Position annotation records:
— Start —

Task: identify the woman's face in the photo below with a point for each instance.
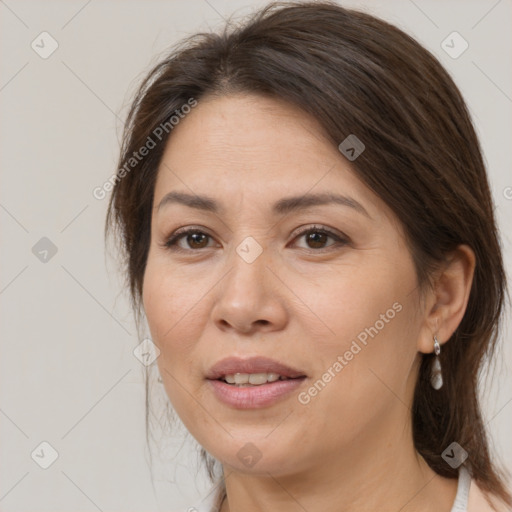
(320, 290)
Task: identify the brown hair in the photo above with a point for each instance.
(358, 75)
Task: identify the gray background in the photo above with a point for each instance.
(68, 373)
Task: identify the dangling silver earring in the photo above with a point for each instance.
(436, 377)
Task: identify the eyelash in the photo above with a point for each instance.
(171, 242)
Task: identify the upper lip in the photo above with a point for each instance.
(232, 365)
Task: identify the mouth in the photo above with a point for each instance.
(253, 379)
(253, 383)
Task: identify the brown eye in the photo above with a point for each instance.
(194, 238)
(197, 240)
(317, 238)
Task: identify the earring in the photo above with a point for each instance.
(436, 378)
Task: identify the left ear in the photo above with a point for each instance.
(447, 302)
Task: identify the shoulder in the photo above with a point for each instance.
(477, 501)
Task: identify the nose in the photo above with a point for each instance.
(248, 299)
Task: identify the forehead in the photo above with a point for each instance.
(256, 147)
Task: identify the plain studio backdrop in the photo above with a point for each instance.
(68, 374)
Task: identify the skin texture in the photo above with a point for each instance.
(299, 303)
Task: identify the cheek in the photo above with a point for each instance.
(370, 346)
(170, 302)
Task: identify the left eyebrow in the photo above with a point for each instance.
(281, 207)
(295, 203)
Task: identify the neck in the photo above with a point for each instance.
(386, 475)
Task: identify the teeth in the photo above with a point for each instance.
(255, 379)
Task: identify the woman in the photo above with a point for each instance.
(309, 231)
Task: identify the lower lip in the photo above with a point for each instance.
(254, 397)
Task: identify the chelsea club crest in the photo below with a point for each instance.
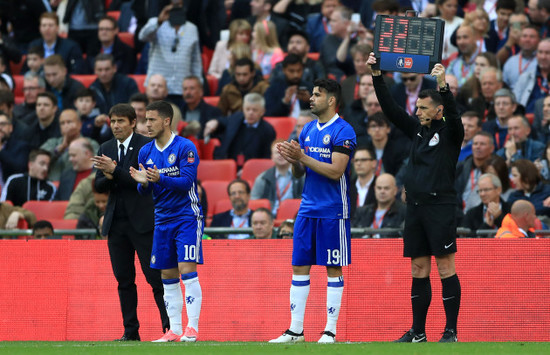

— End —

DIRECTIONS FOR THIS TASK: Substitute "locate" for "identify" throughout the listing and write it out again with nothing else altered. Leave out the pictures.

TASK SOLUTION:
Task: locate the woman's face in the photo below with a point for each instance.
(320, 290)
Task: locate the brown hair in the photo above with a point for each instance.
(358, 75)
Task: locate the gray background in the photo above with a point for each instance.
(68, 373)
Task: locate the dangling silver earring in the photo above with a point for each instance.
(436, 377)
Task: locate the eyelash in the photo above with a point for each instance.
(171, 242)
Task: locate the upper lip in the photo above with a point for each instance.
(232, 365)
Task: locate the mouth in the photo above with a point for each instance.
(253, 379)
(253, 383)
Task: locate the brown eye in the photo above with a point for each instance.
(194, 238)
(197, 240)
(317, 238)
Task: locate the earring in the photo above with a point for each instance.
(436, 378)
Task: locate the left ear in the photo above with a point for each instance.
(447, 302)
Task: locate the shoulder in the photo above with a point for each instance.
(477, 501)
Task: locate the nose in the photo above with a point for each instance.
(248, 299)
Task: locate the forehead in the photo above with a point for each instance.
(256, 147)
Task: locate the plain studio backdrop in the photo above with a point for each instance.
(68, 374)
Task: locate the skin texture in the photo above with a point for each instance.
(299, 303)
Task: locate the cheek in the photo above with a point for each instance.
(370, 346)
(170, 302)
Task: locate the left eyebrow in the photo above with a point for each instance.
(281, 207)
(295, 203)
Task: locate the neck in the photo above with a point for each instance.
(386, 475)
Task: locate the teeth in the photo above with a point for each instance.
(255, 379)
Task: locate the woman in the photo above with a point for each instance.
(309, 231)
Task: locate the lower lip in the photo above with a point for each instance.
(254, 397)
Task: locate the chelsea club crest in the photo below with a point for each instance.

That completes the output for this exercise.